— start Provided material —
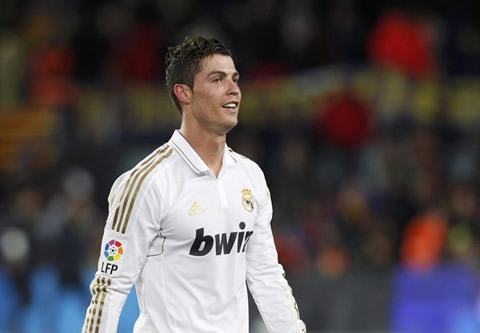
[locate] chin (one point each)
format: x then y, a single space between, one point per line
229 126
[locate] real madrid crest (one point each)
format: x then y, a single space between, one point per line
247 199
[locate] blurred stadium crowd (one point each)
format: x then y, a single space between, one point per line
364 116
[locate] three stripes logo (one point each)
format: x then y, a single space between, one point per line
134 183
95 310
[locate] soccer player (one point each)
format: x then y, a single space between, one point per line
190 224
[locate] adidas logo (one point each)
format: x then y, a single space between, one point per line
196 209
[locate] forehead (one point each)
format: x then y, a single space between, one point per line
217 62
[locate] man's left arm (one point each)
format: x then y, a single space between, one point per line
265 276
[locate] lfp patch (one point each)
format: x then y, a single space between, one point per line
113 250
247 199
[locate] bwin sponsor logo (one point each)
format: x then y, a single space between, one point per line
224 243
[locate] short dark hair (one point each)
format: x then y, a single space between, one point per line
182 62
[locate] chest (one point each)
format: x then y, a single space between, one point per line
210 214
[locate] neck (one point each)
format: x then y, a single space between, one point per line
208 146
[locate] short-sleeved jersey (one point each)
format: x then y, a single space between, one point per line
191 242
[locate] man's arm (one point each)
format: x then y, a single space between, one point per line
130 229
265 276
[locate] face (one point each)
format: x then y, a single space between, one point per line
216 95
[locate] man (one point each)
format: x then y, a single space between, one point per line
190 224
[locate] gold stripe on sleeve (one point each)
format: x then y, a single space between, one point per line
124 229
144 174
93 306
132 176
102 302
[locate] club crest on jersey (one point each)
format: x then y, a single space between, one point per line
247 199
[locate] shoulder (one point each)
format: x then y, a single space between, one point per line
143 173
247 164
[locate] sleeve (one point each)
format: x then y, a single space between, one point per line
265 276
132 224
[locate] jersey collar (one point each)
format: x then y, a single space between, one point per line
191 157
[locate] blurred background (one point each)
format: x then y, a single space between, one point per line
364 116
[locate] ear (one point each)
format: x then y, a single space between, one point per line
183 93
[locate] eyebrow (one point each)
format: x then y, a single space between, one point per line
223 74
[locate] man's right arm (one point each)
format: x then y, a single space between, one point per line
130 229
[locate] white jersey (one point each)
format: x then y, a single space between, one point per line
191 242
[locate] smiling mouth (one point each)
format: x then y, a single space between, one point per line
231 105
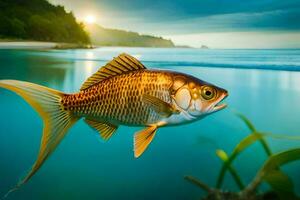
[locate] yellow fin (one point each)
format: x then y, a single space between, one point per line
47 102
122 64
163 108
106 130
142 139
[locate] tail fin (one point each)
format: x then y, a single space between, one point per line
47 102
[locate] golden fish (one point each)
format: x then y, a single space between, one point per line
123 92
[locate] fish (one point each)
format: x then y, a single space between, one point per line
122 92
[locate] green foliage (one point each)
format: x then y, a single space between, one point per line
224 157
39 20
112 37
282 186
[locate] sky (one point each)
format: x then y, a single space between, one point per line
215 23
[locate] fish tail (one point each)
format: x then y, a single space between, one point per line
57 120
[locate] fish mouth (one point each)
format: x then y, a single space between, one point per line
219 105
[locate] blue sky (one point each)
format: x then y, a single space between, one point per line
216 23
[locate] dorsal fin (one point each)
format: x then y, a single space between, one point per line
119 65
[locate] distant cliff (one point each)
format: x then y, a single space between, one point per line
39 20
113 37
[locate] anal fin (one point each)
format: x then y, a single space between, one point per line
142 139
106 130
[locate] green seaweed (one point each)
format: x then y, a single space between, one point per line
281 185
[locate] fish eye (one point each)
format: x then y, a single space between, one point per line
208 93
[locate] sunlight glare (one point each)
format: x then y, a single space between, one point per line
90 19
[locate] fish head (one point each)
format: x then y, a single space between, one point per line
197 97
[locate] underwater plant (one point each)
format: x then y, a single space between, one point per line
281 185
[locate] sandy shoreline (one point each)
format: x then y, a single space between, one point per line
27 45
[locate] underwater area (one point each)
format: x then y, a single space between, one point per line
263 85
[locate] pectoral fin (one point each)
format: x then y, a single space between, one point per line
163 108
142 139
106 130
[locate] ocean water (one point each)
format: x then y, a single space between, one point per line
264 85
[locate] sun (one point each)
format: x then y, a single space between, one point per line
90 19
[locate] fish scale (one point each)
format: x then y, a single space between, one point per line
118 99
123 92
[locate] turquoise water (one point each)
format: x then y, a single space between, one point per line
263 84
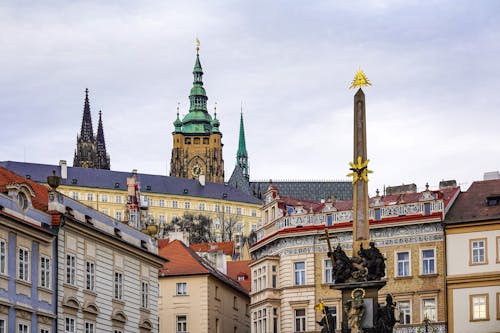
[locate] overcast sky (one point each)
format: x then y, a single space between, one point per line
433 111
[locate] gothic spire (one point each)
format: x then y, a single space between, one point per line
242 155
102 156
87 133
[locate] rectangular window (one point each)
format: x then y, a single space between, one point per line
429 309
3 257
22 328
327 271
118 294
69 326
478 251
144 295
479 307
403 263
90 276
404 312
70 269
428 262
45 268
181 324
300 320
182 288
89 327
24 264
299 269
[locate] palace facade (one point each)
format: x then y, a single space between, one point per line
292 272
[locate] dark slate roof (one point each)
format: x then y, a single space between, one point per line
472 205
117 180
308 190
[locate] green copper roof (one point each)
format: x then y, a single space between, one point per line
198 120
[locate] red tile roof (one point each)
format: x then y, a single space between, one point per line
226 247
184 261
41 198
241 268
472 205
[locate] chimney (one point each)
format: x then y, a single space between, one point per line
64 169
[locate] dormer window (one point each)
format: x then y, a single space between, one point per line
493 200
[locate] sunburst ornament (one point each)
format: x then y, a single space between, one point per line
360 80
359 170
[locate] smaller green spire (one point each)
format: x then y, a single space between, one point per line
242 154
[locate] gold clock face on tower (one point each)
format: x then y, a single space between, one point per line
196 170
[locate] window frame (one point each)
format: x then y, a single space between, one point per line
434 266
471 251
487 307
396 264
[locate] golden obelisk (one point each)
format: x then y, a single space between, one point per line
359 167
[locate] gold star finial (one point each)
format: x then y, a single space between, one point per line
360 80
197 45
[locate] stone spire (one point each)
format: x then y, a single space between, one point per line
86 133
103 160
242 155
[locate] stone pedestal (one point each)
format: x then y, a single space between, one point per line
370 299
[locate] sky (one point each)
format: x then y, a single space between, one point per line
433 111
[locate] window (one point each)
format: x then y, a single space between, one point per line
22 328
181 288
45 268
300 320
181 324
144 295
404 312
69 326
118 294
428 262
89 327
3 257
403 263
299 269
70 269
90 276
327 271
479 307
429 309
478 251
24 264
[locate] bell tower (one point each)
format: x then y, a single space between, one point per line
197 146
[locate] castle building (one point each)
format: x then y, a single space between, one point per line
292 273
91 150
473 259
197 145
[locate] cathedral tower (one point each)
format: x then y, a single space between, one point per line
197 146
90 151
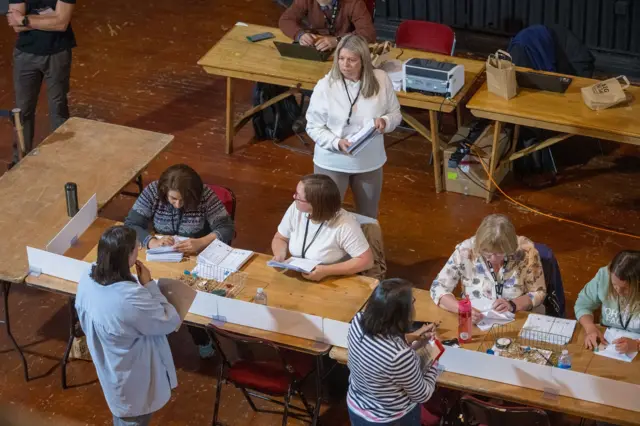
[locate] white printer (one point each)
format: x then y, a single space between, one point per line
432 77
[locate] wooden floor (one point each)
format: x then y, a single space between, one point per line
136 65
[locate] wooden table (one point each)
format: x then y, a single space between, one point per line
100 158
582 361
561 112
236 57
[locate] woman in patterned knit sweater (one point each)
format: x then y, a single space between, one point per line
179 204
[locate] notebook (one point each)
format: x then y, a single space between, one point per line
362 138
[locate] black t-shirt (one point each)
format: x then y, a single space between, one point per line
44 42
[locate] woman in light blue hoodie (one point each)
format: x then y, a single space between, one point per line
126 322
616 290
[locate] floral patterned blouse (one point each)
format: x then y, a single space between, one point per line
522 275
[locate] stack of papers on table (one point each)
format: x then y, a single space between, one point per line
295 264
164 254
361 139
548 329
610 335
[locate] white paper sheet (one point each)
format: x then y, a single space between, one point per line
610 335
492 318
44 262
295 264
75 227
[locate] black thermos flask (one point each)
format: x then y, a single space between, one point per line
71 192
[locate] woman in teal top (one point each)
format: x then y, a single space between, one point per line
615 289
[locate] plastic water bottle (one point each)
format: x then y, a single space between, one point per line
565 360
465 324
261 297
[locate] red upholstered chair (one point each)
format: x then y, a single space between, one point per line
227 197
280 373
426 36
478 412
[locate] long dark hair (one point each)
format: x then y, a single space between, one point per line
186 181
389 311
114 248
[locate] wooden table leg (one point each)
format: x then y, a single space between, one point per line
435 149
229 118
497 131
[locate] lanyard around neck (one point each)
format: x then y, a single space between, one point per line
624 325
351 103
305 247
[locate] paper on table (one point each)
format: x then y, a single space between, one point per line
295 264
179 294
609 351
492 318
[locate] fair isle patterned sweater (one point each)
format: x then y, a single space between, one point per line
210 216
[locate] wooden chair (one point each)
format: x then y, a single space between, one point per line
280 374
478 412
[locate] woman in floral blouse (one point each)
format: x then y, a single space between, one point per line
498 270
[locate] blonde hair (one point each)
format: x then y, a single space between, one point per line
496 234
626 266
358 45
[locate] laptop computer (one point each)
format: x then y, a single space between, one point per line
297 51
538 81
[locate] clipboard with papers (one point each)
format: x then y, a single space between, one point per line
362 138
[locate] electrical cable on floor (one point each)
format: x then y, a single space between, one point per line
560 219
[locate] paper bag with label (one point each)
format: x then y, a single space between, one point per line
606 93
501 75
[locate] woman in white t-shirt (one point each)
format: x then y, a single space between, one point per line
316 227
349 97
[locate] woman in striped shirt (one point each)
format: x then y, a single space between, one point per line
387 384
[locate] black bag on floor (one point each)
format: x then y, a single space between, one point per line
276 121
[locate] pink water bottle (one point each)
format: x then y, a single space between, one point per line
464 320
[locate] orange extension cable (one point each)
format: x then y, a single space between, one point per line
561 219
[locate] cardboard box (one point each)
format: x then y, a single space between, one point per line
470 178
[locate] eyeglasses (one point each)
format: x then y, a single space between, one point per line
295 197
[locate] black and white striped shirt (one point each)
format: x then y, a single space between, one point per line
386 380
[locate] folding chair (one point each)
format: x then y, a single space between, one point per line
282 375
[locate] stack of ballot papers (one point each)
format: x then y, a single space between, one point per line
219 260
612 334
166 253
360 140
548 329
295 264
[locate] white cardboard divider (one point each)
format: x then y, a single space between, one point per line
44 262
75 227
335 332
541 377
269 318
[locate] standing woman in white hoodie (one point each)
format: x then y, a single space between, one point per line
342 103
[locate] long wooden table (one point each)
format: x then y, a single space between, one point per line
100 158
582 361
561 112
234 57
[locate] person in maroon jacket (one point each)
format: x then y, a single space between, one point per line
326 22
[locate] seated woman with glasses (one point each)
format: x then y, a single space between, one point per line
388 381
498 270
343 102
316 227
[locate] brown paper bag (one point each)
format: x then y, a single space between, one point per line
501 75
606 93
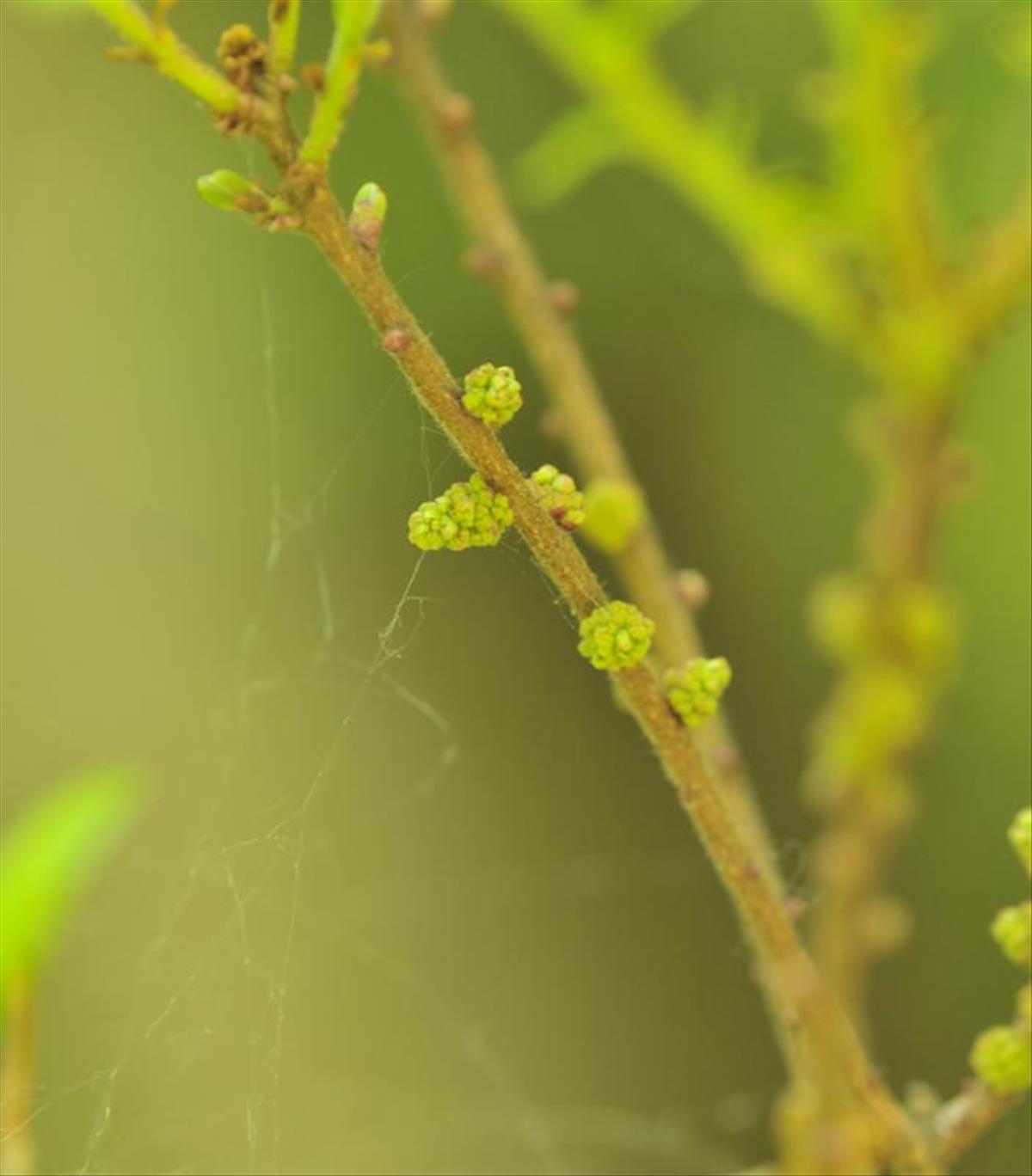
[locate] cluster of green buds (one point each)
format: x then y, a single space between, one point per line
492 394
559 495
878 714
613 511
1002 1057
694 689
616 635
914 623
232 192
467 514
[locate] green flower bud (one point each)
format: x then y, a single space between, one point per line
467 514
230 192
881 712
368 211
694 688
1024 1006
492 394
1003 1058
616 635
613 511
1021 837
559 495
1012 929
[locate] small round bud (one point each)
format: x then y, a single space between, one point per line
564 297
492 394
367 211
1003 1060
230 192
242 54
467 514
1012 929
613 513
878 715
616 635
922 622
559 495
694 689
1021 837
692 588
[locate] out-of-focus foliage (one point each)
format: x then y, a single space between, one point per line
50 855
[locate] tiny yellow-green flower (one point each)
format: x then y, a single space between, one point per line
616 635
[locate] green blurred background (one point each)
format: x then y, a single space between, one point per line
409 897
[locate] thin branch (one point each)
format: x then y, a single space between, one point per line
997 278
967 1118
16 1151
160 47
598 453
767 220
352 21
797 990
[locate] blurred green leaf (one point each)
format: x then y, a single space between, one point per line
50 856
648 19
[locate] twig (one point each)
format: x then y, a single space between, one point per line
16 1151
598 453
352 20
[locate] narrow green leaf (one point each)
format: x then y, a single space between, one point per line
50 856
580 143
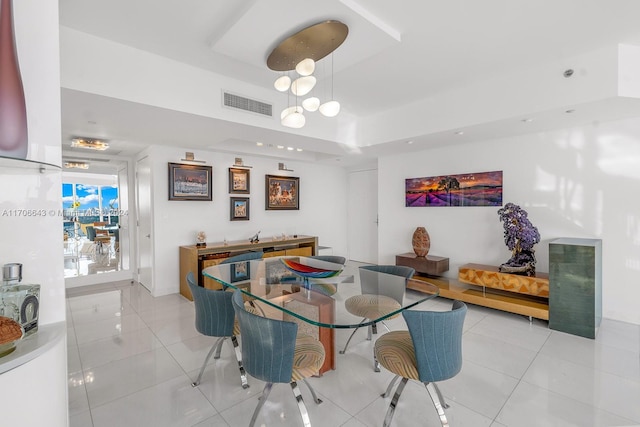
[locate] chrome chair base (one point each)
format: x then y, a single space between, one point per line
371 330
217 347
434 392
306 421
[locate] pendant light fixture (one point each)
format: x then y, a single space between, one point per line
301 53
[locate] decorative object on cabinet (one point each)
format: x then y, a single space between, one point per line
201 239
193 258
239 181
10 332
239 209
14 140
421 241
431 265
276 272
190 182
575 286
471 189
520 235
282 192
240 271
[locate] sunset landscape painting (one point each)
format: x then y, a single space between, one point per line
471 189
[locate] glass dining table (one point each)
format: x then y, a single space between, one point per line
310 292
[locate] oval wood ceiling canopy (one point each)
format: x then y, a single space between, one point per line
315 42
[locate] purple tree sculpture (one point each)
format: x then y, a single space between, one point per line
520 236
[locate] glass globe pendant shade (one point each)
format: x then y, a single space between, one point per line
306 67
282 83
330 108
303 85
311 104
287 111
294 120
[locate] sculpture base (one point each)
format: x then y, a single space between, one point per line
524 270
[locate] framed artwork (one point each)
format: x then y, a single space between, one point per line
240 271
239 209
239 180
190 182
470 189
282 193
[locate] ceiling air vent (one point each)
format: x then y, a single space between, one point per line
246 104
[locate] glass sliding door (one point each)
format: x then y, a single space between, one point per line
91 211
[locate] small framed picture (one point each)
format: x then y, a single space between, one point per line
190 182
239 181
282 193
239 209
240 271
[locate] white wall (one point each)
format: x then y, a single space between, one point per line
323 212
36 240
580 182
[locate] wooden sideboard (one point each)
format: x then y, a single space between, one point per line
194 258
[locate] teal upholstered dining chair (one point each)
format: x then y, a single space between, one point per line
430 351
273 352
376 298
215 317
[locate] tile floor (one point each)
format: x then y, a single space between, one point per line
132 357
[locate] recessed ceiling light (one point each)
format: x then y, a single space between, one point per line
76 165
— end Provided material —
What is being asked: Repeat only the stretch of lines starting at the one containing "[locate] white wall (one point each)" and running to the final line of the entries above.

Final answer:
[locate] white wall (one point each)
format: x then y, a single space between, one point per line
323 212
36 240
580 182
[locate] wooden sideboard (one point each)
format: x then y, a single space between, one point per line
194 258
[locate] teal upholstered dining chair (one point each)
format: x then y, a single space between, one point per line
430 351
273 352
376 298
215 317
[locate] tile floor (one point each)
format: x then y, a single space between, one point per line
132 357
[locate] recessed ceiling light (one point each)
format: x then y, a single space between, one point per line
76 165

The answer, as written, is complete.